→ **Exercise task**
Can you echo back, word for word, only the lines from the items below starting at the one containing "Surveillance alert — the operator flagged the silver" and ending at the one containing "Surveillance alert — the operator flagged the tall", with both of those lines included?

→ **Entries**
⁂

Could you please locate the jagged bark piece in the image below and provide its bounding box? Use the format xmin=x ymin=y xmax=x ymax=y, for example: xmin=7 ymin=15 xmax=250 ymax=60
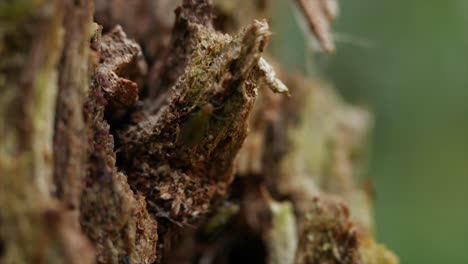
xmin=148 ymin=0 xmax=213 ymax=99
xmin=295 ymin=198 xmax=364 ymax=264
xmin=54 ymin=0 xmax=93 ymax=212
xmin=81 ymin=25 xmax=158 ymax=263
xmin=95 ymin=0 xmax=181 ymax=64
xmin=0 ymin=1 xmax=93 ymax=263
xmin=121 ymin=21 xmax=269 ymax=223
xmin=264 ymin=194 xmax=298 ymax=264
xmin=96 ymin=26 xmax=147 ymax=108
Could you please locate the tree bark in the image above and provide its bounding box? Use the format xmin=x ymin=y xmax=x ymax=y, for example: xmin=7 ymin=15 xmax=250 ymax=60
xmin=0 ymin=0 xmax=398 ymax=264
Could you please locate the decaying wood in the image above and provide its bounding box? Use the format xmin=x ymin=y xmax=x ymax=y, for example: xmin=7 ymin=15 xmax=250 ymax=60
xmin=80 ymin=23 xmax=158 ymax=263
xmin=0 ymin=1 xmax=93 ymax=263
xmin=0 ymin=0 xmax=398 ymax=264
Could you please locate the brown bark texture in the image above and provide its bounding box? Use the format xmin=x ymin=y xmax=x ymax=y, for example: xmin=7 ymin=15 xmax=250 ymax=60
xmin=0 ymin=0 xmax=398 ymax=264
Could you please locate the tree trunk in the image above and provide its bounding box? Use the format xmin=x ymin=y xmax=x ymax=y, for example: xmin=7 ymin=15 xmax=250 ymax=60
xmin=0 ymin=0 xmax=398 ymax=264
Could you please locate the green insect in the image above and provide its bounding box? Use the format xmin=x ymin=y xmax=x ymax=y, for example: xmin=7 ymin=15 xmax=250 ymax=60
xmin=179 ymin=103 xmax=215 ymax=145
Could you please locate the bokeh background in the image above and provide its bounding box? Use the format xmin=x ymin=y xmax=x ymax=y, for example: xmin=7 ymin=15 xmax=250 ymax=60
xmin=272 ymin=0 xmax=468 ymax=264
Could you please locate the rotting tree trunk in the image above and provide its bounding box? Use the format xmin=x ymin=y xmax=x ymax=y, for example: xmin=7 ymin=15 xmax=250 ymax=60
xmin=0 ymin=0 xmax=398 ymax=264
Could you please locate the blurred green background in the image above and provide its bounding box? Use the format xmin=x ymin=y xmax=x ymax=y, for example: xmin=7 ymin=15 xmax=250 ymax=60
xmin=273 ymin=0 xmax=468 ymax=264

⁂

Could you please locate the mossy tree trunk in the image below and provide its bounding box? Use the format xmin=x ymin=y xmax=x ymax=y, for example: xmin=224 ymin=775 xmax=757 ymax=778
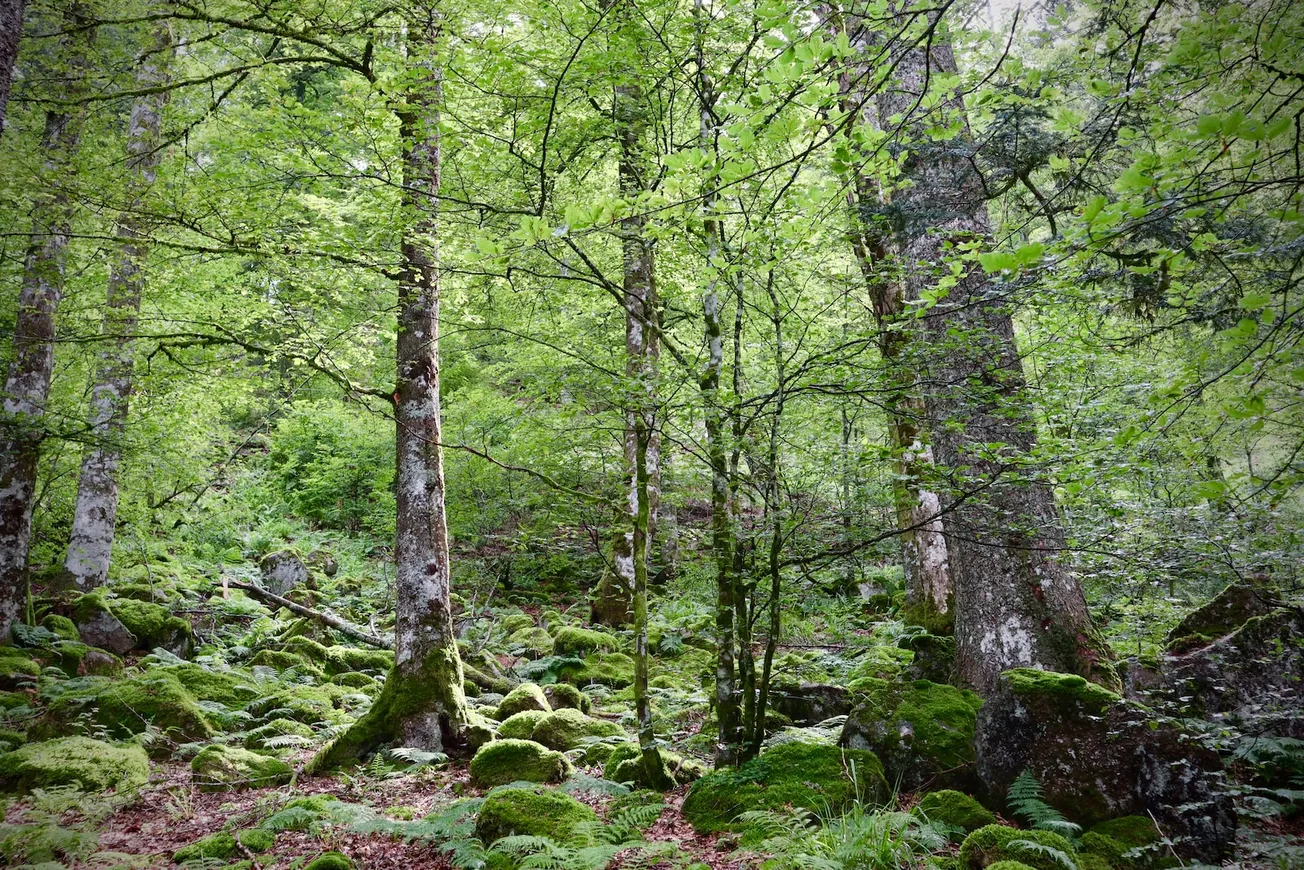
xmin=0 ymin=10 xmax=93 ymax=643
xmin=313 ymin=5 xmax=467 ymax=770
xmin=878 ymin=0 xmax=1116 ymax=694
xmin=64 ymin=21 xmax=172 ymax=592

⁂

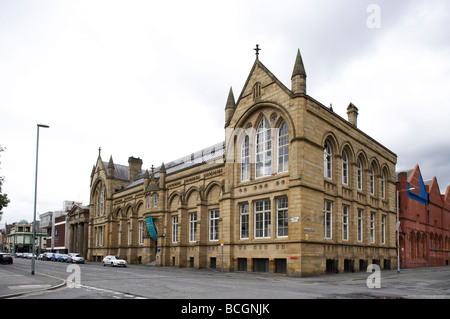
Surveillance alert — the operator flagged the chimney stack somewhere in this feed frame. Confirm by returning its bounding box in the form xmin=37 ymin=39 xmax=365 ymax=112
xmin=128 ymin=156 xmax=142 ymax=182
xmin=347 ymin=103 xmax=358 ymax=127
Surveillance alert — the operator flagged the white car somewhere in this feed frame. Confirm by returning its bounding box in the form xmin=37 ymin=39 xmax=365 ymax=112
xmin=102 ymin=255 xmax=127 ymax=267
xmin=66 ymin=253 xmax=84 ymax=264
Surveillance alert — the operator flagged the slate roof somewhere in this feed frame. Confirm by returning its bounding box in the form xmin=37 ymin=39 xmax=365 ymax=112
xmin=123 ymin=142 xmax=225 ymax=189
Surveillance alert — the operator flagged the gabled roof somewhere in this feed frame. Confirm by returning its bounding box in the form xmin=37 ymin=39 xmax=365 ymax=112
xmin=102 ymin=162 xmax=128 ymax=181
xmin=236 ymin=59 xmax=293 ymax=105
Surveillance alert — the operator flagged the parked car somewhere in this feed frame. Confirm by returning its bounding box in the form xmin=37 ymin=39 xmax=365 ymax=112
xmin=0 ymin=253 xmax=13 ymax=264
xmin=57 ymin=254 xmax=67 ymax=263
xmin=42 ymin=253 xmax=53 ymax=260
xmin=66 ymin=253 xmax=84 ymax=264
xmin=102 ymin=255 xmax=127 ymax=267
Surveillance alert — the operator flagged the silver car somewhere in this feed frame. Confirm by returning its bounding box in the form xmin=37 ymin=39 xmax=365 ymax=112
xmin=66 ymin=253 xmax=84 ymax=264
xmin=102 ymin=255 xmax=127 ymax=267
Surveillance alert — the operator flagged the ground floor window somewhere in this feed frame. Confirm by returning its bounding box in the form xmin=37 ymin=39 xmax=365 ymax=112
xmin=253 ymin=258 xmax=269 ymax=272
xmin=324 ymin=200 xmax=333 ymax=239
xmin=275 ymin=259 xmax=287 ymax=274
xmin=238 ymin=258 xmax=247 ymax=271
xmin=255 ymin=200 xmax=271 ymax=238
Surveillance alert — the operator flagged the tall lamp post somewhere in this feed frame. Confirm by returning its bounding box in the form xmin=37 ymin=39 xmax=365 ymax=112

⁂

→ **Output for this exercise**
Surveillance alert — the operator flagged the silver car somewhere in this feed frame. Confirm by returning its bounding box in the form xmin=37 ymin=39 xmax=365 ymax=112
xmin=66 ymin=253 xmax=84 ymax=264
xmin=102 ymin=255 xmax=127 ymax=267
Surveillance alert — the operator flagged the ground floor window somewhere in this feed frame. Confirm by returning its bounding box in the form xmin=37 ymin=39 xmax=365 ymax=112
xmin=253 ymin=258 xmax=269 ymax=272
xmin=324 ymin=200 xmax=333 ymax=239
xmin=275 ymin=259 xmax=287 ymax=274
xmin=238 ymin=258 xmax=247 ymax=271
xmin=255 ymin=200 xmax=271 ymax=238
Surveillance alert — the operator flagged the tall lamp post somewhere in this feed frame. Confirm by returning its bounding box in the form xmin=37 ymin=39 xmax=365 ymax=112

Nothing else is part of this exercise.